Challenge:
Every line from the line containing "Where can the floating" through the final line below is to be repeated exactly; no other line is.

Dataset rows on where objects appear:
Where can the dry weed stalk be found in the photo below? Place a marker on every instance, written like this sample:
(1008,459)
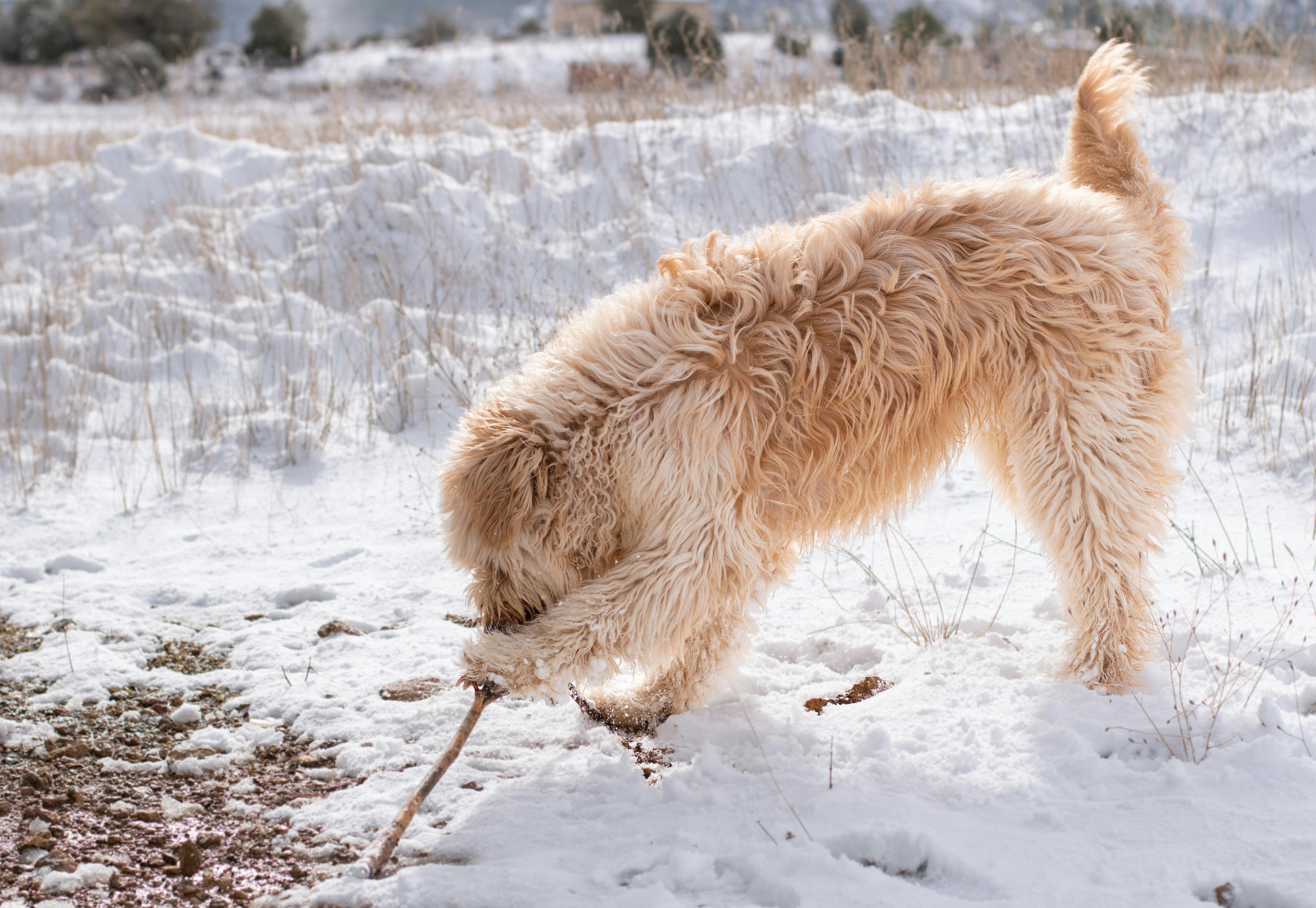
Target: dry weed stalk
(1198,706)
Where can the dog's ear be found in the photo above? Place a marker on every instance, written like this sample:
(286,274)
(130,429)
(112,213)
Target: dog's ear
(502,477)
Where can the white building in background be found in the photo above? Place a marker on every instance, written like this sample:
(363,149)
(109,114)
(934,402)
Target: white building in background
(588,18)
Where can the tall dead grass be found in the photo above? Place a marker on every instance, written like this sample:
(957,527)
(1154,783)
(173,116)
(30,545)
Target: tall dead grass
(102,356)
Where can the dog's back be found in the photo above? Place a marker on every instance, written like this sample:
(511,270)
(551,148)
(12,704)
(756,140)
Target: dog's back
(645,477)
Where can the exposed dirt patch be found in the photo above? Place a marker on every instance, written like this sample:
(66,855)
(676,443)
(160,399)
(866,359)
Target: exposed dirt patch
(15,640)
(186,659)
(172,840)
(416,689)
(859,694)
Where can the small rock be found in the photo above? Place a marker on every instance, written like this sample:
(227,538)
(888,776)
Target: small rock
(31,856)
(95,874)
(415,689)
(60,861)
(183,753)
(337,628)
(189,714)
(77,751)
(189,857)
(61,883)
(41,839)
(176,810)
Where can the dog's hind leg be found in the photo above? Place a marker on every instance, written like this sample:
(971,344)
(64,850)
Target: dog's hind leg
(1086,451)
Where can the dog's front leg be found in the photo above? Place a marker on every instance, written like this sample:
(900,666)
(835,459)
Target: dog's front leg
(657,609)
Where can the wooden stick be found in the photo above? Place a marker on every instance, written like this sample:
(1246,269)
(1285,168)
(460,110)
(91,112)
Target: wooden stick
(485,695)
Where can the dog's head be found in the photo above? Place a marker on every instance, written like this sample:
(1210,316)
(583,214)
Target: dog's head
(519,516)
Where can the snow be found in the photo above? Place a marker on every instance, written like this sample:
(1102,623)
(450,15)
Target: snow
(328,311)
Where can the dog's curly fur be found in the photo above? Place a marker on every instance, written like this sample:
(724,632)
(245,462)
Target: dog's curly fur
(631,493)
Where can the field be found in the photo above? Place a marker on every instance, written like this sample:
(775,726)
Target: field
(235,335)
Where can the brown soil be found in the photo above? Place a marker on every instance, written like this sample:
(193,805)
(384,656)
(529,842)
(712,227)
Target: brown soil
(211,859)
(859,694)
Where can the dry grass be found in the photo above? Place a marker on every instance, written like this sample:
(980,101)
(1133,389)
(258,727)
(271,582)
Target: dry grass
(374,343)
(1209,678)
(1185,57)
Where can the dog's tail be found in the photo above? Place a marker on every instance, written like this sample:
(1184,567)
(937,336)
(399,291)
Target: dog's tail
(1103,152)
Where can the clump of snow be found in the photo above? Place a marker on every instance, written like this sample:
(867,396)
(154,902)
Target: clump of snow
(73,564)
(314,593)
(176,810)
(187,714)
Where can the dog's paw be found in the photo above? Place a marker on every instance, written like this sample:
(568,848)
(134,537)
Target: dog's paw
(622,714)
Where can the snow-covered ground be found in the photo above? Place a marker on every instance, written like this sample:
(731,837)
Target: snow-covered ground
(228,376)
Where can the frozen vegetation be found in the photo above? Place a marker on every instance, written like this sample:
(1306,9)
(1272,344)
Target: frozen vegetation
(227,374)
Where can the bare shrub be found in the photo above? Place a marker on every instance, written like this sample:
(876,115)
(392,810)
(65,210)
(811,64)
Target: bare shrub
(1207,679)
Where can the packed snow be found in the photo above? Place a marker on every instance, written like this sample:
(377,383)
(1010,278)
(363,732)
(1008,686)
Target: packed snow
(231,372)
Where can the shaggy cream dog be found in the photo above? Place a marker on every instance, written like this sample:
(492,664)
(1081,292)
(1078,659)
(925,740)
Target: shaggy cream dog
(628,495)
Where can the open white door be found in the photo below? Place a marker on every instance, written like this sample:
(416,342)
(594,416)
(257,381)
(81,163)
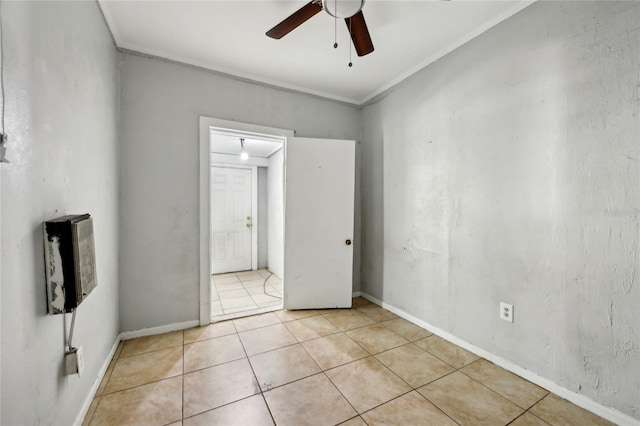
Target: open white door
(319,197)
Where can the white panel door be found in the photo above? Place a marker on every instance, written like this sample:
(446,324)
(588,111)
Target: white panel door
(319,196)
(230,219)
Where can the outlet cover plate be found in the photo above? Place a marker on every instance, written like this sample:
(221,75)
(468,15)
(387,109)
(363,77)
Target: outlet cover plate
(506,311)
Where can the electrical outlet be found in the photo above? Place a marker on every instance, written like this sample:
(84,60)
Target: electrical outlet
(506,311)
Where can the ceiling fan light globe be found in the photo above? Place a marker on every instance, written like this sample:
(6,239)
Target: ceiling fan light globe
(342,8)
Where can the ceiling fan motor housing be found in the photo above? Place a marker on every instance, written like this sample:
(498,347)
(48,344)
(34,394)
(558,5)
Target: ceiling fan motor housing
(342,8)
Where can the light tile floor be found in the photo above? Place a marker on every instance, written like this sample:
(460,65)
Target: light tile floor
(244,293)
(359,366)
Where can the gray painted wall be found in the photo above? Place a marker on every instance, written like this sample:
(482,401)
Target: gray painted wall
(61,76)
(263,211)
(161,104)
(509,171)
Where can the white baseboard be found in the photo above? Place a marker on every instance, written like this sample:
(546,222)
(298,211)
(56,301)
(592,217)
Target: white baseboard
(96,383)
(608,413)
(127,335)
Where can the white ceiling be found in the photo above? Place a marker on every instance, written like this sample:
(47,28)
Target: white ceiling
(229,36)
(229,144)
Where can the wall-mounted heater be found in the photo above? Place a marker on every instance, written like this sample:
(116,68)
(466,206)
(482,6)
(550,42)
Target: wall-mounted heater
(70,263)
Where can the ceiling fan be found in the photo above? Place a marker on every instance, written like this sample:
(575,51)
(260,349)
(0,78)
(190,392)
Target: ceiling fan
(349,10)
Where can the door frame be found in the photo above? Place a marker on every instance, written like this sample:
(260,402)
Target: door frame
(206,124)
(254,208)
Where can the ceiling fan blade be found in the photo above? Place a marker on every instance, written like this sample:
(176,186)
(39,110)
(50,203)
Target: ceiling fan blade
(296,19)
(360,34)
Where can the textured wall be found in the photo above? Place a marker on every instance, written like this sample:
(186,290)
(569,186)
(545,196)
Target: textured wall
(161,103)
(511,173)
(61,77)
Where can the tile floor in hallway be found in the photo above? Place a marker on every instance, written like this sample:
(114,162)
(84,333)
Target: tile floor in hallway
(359,366)
(244,293)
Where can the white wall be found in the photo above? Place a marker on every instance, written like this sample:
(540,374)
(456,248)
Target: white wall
(161,106)
(61,76)
(275,191)
(511,173)
(263,211)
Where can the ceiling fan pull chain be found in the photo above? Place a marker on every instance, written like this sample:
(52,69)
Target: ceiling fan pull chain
(335,27)
(350,63)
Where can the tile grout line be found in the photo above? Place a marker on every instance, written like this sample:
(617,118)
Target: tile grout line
(255,376)
(496,392)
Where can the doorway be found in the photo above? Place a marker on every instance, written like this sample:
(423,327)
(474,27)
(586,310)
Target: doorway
(316,241)
(247,200)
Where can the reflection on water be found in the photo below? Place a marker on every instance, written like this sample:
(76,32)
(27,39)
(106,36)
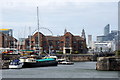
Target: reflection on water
(78,70)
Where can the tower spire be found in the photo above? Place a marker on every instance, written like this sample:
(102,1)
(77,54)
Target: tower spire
(65,31)
(83,34)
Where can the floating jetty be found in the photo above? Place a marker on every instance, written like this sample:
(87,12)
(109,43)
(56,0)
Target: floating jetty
(108,64)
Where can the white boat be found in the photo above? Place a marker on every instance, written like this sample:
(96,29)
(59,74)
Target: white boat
(66,63)
(15,64)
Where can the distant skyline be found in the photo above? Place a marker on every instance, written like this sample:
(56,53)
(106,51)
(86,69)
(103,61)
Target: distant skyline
(56,15)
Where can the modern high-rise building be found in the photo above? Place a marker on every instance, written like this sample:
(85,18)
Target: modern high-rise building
(107,29)
(8,32)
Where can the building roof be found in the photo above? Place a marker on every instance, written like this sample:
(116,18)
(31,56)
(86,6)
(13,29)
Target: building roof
(53,37)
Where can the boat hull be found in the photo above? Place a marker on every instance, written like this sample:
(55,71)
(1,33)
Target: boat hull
(40,64)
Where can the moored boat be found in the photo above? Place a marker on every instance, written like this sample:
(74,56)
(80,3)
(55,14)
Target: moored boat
(29,63)
(66,63)
(15,64)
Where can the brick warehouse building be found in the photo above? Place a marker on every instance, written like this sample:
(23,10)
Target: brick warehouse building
(68,43)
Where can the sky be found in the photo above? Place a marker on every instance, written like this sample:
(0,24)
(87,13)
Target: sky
(56,15)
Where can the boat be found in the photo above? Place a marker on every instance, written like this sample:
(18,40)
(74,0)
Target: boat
(15,64)
(65,62)
(40,63)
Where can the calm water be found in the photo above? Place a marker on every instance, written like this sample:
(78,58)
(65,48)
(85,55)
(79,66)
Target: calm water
(78,70)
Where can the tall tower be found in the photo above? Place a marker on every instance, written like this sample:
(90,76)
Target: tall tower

Exercise solution:
Where can the floating jetty be found in the photo above? Place a marker on every instance, written like this sample:
(87,12)
(109,43)
(56,0)
Target: floating jetty
(108,64)
Where can the white boat be found in the photo above? Place a marker on every instance, written like this sample:
(96,29)
(59,74)
Target: white boat
(66,63)
(15,64)
Where can the distant skyline be found in the photo above? Place a marker on every instance, written like this sample:
(56,53)
(106,51)
(86,69)
(103,61)
Target: distant skyline
(56,15)
Where can the modern high-rise building be found in the photo above? Place a marker on every instance, written like this sample:
(85,18)
Target: modern high-rise building
(107,29)
(8,32)
Where can the building roof be found in the photo above? Place a marker on every instance, written like this sample:
(116,18)
(31,56)
(86,6)
(13,29)
Target: building roof
(53,37)
Where can the boat hull be found in the photo above? Place a marker on every instance, written like this sample:
(55,71)
(1,33)
Target: boat hull
(40,64)
Where can the moored boat be found in the photo above? Place a marker on every instance, written like this sample:
(74,56)
(80,3)
(55,14)
Target: moored boat
(29,63)
(66,63)
(15,64)
Where can the brick warehouse building be found in the photo above? Place a marker on every instance, written like this sample:
(23,10)
Target: brick warehouse building
(68,43)
Where can the sky be found in the photo above? Place a marker on every instance, written like this sample:
(0,24)
(87,13)
Target: sky
(56,15)
Where can the boat be found in the photo above? Place a marker on every instance, written like this sample:
(18,40)
(74,0)
Target: boat
(15,64)
(65,62)
(40,63)
Where can the calm water be found in the photo above? Place a marker on every instance, written like this sample:
(78,58)
(65,48)
(85,55)
(79,66)
Target: calm water
(78,70)
Where can the tall tower be found in the photo above? Place a marker on every instance, written like this sample:
(90,76)
Target: tall tower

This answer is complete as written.